Problem description —
All records must be quoted exactly. Omit the pictures.
(Given data begins)
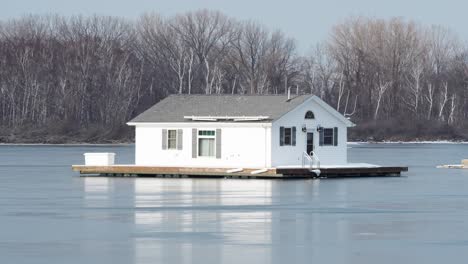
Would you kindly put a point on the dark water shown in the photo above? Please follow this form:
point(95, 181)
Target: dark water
point(48, 215)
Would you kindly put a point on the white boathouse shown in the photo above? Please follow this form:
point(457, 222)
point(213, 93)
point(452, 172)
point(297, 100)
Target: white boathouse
point(240, 131)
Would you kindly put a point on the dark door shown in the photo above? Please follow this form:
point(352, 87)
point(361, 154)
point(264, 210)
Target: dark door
point(310, 143)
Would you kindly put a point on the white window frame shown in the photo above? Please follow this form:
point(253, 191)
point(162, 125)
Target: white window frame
point(332, 144)
point(205, 136)
point(176, 136)
point(290, 136)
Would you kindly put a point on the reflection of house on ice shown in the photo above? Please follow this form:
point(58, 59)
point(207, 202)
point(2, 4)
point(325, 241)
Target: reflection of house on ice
point(206, 221)
point(209, 221)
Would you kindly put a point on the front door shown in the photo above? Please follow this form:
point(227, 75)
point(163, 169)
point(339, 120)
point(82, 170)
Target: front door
point(310, 143)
(Given data ends)
Response below —
Would you kindly put a point on the dark water shown in the photo above? Please follow this form:
point(95, 181)
Target: dark water
point(48, 215)
Would you kindly put a point on the white boathouse shown in the photo above? Please follow this form:
point(457, 222)
point(213, 93)
point(452, 172)
point(297, 100)
Target: white boathouse
point(240, 131)
Would you kindly put a point on the dark door shown in the photo above? Please follow this form:
point(352, 87)
point(361, 154)
point(264, 210)
Target: dark door
point(310, 143)
Would you kindly put a point on the white window frame shown in the photo above? Please follow this form:
point(253, 191)
point(162, 125)
Target: white window frame
point(332, 144)
point(205, 136)
point(176, 136)
point(290, 136)
Would you kindly put a point on the reflection of house on ice shown in the photo above? Please follow this form:
point(58, 59)
point(207, 202)
point(2, 4)
point(325, 241)
Target: reflection of house on ice
point(206, 221)
point(209, 221)
Would you kindly put a point on the front door shown in the photo above? Please follow this form:
point(227, 75)
point(163, 169)
point(339, 120)
point(82, 170)
Target: front door
point(310, 143)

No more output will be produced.